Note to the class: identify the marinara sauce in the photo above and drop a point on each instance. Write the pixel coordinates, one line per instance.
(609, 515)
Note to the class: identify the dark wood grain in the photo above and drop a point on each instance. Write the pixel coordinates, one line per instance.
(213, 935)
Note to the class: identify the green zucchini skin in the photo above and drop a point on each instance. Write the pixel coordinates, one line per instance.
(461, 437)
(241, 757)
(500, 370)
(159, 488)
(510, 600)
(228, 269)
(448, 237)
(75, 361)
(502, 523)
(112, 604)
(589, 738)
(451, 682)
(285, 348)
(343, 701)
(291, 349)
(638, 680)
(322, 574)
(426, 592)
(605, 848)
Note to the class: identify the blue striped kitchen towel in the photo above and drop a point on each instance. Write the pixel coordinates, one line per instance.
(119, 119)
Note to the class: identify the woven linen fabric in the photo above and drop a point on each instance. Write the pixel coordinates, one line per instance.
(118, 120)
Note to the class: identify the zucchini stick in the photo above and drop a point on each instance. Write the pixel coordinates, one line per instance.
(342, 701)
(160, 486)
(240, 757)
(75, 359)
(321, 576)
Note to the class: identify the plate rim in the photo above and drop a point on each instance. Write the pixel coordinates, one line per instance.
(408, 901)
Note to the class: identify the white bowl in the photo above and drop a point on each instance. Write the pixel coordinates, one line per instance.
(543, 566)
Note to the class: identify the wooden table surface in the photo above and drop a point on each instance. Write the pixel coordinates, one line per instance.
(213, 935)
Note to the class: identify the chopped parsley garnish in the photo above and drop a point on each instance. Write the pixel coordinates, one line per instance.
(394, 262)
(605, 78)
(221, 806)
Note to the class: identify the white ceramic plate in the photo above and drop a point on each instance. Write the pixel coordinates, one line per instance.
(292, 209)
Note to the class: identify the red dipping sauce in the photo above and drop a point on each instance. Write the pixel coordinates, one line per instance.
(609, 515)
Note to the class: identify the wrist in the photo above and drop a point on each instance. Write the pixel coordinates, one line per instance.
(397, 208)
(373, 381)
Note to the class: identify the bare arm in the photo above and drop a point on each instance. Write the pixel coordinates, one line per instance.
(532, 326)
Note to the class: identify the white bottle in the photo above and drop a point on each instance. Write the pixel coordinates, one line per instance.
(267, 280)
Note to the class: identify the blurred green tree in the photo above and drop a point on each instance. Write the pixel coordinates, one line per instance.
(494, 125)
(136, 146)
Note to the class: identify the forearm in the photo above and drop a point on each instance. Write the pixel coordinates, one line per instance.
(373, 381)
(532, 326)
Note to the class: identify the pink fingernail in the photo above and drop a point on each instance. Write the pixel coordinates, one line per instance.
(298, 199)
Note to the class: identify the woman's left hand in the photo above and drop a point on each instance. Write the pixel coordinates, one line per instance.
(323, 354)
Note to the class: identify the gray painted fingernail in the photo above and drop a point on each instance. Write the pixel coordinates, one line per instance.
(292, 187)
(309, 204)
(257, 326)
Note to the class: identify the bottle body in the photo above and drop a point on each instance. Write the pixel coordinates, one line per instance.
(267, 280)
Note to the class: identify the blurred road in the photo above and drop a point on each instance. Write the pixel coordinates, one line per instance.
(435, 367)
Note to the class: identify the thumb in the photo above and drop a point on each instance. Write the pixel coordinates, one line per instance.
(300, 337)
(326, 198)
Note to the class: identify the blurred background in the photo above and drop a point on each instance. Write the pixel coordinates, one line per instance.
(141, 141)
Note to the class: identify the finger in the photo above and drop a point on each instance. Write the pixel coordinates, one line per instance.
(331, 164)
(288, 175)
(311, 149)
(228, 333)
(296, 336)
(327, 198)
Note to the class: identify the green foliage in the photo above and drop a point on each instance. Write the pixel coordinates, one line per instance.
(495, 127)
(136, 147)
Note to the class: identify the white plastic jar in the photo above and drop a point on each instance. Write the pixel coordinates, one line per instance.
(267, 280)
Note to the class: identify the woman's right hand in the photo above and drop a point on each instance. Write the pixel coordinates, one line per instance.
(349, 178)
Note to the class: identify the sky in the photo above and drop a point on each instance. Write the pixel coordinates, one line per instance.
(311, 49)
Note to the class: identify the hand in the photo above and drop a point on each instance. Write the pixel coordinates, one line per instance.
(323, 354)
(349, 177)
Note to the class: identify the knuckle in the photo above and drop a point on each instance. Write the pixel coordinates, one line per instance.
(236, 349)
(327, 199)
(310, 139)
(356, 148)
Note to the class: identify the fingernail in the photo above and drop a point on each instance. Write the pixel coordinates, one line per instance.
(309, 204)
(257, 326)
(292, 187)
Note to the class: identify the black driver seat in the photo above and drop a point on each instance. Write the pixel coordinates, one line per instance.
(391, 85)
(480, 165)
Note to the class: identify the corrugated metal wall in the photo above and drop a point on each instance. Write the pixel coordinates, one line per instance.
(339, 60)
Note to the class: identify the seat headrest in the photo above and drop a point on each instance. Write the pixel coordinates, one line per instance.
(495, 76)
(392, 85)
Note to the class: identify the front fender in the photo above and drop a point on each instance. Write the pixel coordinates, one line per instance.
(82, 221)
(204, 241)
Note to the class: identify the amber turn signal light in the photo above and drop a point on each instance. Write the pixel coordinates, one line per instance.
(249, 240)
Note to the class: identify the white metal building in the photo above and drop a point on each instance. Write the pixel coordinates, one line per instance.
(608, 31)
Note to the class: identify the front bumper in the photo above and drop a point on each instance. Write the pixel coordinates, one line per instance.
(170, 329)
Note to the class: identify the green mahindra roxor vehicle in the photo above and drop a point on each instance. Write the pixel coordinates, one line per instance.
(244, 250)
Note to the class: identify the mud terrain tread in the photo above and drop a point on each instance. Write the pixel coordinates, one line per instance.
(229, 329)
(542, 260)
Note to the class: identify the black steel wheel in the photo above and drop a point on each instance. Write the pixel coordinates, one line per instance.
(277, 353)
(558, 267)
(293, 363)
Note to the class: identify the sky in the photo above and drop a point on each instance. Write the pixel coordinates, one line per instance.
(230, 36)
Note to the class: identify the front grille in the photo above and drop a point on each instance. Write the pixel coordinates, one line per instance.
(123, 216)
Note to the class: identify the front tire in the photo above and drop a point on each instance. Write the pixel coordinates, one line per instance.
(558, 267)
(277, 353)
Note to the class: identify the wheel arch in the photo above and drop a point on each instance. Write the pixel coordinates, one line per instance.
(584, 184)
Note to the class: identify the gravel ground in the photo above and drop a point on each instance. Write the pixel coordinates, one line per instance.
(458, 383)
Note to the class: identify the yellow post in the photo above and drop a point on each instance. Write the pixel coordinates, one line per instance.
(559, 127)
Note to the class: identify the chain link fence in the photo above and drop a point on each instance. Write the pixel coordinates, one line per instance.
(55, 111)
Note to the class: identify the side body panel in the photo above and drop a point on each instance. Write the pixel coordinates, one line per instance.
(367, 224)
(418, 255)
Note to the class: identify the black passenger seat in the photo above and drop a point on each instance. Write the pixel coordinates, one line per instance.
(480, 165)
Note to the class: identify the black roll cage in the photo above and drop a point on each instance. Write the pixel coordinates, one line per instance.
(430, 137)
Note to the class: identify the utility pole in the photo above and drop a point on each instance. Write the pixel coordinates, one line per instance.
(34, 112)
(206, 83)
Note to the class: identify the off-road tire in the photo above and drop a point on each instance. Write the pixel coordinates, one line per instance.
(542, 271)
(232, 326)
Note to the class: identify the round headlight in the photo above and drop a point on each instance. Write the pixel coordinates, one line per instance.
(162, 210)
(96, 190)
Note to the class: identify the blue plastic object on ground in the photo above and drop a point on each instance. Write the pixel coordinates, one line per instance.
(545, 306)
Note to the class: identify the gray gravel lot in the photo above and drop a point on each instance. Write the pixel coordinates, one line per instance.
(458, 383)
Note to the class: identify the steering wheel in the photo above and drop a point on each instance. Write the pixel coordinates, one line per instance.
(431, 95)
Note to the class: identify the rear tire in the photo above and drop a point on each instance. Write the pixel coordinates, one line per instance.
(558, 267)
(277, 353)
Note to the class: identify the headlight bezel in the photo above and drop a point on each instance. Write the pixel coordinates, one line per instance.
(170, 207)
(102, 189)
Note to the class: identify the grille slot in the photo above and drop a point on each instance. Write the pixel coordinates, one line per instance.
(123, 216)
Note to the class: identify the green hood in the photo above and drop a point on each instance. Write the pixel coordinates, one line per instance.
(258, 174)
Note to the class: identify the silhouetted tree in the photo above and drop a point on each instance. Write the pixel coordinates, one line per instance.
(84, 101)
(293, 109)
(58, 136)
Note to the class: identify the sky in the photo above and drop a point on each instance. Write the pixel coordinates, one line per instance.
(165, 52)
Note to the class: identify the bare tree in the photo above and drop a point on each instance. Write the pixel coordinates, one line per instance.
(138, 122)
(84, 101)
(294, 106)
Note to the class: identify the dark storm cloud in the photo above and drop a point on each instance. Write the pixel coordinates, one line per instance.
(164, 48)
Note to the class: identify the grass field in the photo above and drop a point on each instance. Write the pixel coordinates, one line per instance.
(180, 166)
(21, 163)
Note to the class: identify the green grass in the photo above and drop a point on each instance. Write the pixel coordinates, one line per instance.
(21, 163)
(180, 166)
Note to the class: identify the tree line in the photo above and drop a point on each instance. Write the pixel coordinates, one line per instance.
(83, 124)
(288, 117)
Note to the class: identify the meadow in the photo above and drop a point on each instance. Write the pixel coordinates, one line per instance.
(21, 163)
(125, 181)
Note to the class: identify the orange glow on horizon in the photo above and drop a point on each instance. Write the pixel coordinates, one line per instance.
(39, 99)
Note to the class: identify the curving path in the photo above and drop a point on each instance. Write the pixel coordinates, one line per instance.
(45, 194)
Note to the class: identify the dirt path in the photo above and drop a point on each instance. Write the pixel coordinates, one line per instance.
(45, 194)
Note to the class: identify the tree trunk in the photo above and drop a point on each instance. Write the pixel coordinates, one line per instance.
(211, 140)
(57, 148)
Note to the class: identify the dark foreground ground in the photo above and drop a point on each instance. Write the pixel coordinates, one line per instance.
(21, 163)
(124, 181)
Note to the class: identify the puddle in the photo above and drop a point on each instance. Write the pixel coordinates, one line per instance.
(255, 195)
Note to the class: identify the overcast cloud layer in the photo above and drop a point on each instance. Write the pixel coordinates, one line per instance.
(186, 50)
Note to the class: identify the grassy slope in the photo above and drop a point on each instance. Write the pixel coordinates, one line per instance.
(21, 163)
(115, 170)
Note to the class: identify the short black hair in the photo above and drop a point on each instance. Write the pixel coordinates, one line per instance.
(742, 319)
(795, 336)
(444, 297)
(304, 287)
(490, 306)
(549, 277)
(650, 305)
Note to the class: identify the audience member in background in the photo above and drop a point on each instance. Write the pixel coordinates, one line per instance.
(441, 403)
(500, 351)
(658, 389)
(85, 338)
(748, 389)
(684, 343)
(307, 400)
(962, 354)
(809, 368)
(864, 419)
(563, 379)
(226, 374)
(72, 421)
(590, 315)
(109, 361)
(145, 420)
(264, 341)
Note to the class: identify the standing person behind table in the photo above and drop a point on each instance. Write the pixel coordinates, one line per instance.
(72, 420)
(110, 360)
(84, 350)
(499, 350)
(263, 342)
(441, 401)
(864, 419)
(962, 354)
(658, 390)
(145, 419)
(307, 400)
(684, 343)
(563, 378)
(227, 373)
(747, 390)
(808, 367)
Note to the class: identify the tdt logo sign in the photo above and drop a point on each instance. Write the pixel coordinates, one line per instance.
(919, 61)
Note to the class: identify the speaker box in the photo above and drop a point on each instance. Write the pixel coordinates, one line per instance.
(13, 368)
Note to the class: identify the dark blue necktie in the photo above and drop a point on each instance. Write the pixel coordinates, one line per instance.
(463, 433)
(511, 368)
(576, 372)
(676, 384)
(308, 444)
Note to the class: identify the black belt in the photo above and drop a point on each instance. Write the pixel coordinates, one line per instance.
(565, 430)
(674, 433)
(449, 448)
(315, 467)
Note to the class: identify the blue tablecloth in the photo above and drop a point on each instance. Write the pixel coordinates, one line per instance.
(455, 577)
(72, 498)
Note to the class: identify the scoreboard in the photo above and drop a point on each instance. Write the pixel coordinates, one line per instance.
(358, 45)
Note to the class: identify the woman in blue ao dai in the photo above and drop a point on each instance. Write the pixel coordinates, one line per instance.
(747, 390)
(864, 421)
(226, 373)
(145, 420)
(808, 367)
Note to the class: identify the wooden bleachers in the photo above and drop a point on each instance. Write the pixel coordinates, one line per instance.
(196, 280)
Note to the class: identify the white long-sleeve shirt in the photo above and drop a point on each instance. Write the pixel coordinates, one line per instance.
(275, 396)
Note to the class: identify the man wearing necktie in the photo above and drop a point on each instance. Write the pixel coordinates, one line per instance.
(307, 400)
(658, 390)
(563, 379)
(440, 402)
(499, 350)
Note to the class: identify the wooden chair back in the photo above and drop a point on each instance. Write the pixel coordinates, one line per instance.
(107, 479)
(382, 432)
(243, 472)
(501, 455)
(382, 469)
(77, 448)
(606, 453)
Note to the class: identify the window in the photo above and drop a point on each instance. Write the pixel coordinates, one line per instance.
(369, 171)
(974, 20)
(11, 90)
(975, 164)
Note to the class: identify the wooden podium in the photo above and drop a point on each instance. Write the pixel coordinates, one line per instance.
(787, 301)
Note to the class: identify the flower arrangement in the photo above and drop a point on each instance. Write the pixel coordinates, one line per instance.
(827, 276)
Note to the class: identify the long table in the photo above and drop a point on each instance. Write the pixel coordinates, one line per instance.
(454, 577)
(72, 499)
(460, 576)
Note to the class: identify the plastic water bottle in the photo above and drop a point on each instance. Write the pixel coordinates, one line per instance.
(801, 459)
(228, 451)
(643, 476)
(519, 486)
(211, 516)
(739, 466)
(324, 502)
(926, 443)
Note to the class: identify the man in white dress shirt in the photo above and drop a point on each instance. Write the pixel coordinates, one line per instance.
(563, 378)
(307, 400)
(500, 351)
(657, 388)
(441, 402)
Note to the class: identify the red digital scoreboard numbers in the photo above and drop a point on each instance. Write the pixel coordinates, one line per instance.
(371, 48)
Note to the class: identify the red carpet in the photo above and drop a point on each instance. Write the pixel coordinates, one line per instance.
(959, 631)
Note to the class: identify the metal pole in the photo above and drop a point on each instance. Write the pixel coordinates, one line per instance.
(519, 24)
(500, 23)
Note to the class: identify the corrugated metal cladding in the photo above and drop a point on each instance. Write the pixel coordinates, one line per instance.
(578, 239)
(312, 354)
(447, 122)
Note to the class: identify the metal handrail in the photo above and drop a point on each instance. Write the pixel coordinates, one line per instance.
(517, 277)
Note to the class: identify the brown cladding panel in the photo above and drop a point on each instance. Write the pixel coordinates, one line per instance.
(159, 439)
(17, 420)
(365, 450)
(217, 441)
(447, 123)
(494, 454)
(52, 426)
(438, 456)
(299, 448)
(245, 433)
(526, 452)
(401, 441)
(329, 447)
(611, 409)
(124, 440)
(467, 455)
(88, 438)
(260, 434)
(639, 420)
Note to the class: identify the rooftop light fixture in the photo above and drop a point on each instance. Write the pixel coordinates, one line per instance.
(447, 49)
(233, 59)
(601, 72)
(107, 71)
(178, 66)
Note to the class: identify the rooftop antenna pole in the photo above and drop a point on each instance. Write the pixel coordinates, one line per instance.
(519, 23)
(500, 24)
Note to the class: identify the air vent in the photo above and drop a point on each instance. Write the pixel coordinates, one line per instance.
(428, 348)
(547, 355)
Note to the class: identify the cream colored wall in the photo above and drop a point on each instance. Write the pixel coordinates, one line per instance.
━━━
§ Task
Only the lines from the one containing "Note to the class: identify the man in" to the end of the listing belong in the output, each reproduced exactly.

§ Complete response
Note to the class: identify the man in white dress shirt in the photo above and drop a point on each instance. Write the pixel coordinates, one line per instance.
(563, 378)
(307, 400)
(500, 351)
(657, 388)
(441, 402)
Note to the class: identify the red digital scoreboard numbers in the photo above and drop a point on each instance. Write the pixel coordinates, one line per instance.
(371, 48)
Note to the class: identify the red carpet in the photo above and drop a point on each instance. Write the pixel coordinates, one line per instance.
(959, 631)
Note to the class: identify the metal pole in the photo above and drop a point on each instance. Write the pixel coordinates, one line per instance.
(519, 24)
(500, 23)
Note to the class: identify the corrugated metal cladding in the photo above and drop a point on each instance. Write the pixel coordinates, one line per instance.
(578, 239)
(312, 354)
(447, 122)
Note to the class: identify the metal handrail in the photo above and drop a point on each instance. Write the pixel coordinates, one line per instance.
(517, 277)
Note to the class: identify the brown cladding panel in the photo above and drop a point on each instance. Write the pixel coordinates, one line per instance.
(159, 439)
(17, 420)
(365, 450)
(217, 441)
(447, 123)
(494, 454)
(52, 426)
(438, 456)
(299, 448)
(245, 433)
(526, 452)
(401, 441)
(329, 447)
(611, 409)
(124, 440)
(467, 455)
(88, 438)
(260, 434)
(639, 420)
Note to the class: identify the rooftop light fixture in the photo above and drop a point on each instance. Write the pixel coordinates, one line per instance.
(447, 49)
(233, 59)
(601, 72)
(107, 71)
(178, 66)
Note to the class: identify the rooftop antenna pole in the photo above and drop a point on each instance. Write the pixel coordinates, one line per instance.
(519, 23)
(500, 24)
Note to the class: identify the air vent in the photo above and drop a point on each instance. Write the pixel coordinates, one line per instance.
(428, 348)
(547, 355)
Note to the class: identify the cream colored wall in the photo above and drop a point on each instance. Write the pixel coordinates, one line per instance.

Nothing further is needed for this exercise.